▶ Aim of the exercise
Nothing but the lines from the one with "Question. In the picture above, identify the grass" through the final line of the entries should appear in the answer, copied exactly and without pictures.

Saved data entries:

BEGIN

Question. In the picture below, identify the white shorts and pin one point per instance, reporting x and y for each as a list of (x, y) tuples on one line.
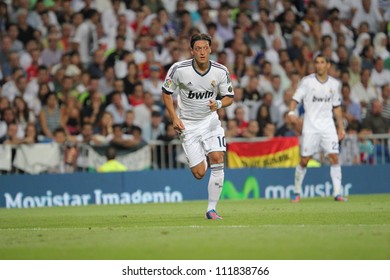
[(201, 138), (314, 142)]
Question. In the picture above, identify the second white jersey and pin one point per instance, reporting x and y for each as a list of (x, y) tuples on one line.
[(195, 90), (319, 99)]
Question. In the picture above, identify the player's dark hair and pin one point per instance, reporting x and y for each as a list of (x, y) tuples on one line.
[(110, 153), (327, 59), (200, 37)]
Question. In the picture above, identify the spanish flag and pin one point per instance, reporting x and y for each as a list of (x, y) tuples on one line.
[(275, 152)]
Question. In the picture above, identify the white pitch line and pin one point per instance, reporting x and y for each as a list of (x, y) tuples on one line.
[(189, 226)]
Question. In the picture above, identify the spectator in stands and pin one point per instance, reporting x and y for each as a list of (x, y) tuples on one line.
[(131, 78), (86, 135), (23, 115), (379, 75), (232, 129), (238, 102), (70, 110), (366, 147), (51, 55), (26, 31), (385, 97), (119, 54), (137, 96), (349, 148), (352, 109), (118, 108), (380, 46), (367, 56), (31, 134), (8, 117), (153, 84), (104, 129), (363, 91), (51, 116), (11, 136), (166, 152), (128, 126), (106, 83), (368, 12), (143, 112), (354, 69), (239, 116), (269, 130), (112, 165), (121, 140), (96, 68), (375, 121), (151, 130), (13, 32), (287, 129), (252, 130), (93, 108)]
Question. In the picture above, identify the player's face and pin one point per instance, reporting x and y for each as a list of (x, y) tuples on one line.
[(321, 65), (201, 51)]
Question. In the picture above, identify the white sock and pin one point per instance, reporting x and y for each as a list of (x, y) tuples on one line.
[(300, 173), (335, 175), (215, 185)]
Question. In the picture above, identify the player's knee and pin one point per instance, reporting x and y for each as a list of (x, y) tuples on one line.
[(198, 174)]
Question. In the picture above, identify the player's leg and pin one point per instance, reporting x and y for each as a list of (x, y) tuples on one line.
[(336, 175), (195, 153), (308, 146), (330, 144), (215, 149), (300, 172)]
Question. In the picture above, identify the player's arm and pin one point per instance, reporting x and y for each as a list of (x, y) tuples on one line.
[(225, 101), (339, 122), (168, 102)]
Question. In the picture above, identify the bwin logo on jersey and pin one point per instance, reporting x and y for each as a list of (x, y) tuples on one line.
[(321, 99), (200, 95)]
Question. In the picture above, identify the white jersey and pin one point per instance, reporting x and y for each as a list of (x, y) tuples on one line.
[(319, 99), (195, 90)]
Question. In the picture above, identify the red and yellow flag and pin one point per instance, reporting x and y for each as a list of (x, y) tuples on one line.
[(275, 152)]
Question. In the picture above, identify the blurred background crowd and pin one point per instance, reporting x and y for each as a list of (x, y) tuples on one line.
[(91, 71)]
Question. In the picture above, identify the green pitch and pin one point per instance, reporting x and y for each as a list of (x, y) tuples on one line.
[(316, 228)]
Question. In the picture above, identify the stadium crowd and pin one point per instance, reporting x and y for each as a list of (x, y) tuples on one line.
[(91, 71)]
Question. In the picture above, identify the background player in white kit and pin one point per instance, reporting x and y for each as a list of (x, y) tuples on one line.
[(320, 95), (198, 82)]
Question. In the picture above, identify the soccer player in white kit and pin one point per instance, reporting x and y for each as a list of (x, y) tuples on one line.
[(321, 98), (198, 82)]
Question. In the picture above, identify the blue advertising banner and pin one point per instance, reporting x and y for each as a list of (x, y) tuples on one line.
[(48, 190)]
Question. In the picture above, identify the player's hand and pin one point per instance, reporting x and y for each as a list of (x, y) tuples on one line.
[(341, 134), (178, 125), (213, 105)]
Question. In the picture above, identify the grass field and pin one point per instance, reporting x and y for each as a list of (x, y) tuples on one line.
[(316, 228)]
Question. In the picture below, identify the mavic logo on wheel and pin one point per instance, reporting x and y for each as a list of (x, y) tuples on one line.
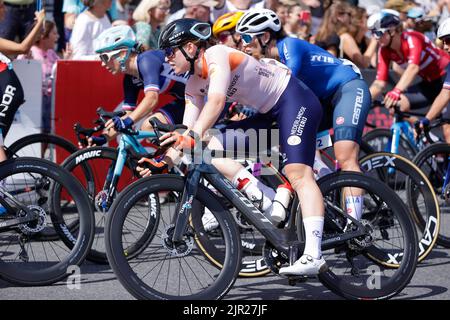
[(393, 259), (253, 266), (88, 155), (427, 238), (74, 280), (377, 162), (374, 280)]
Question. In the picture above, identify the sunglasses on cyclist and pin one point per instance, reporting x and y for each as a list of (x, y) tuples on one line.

END

▶ Reply to the task
Question. In the picture above, identify the grass field and pin one point per instance, reporting x and y for each as a list of (x, y) tuples on one line.
[(316, 228)]
Question. In the picture below, identify the mavic logo on wheel and pin one point per instance, reporting x and y for each as a list of (x, y) tuples on one line.
[(393, 259), (253, 266), (88, 155), (427, 238), (74, 280), (377, 162), (374, 280)]
Question. In the picture above, identify the sunglasses on cyclist and pin one point per instance, reporting x and y for each as a list of (x, y) tuples on one line.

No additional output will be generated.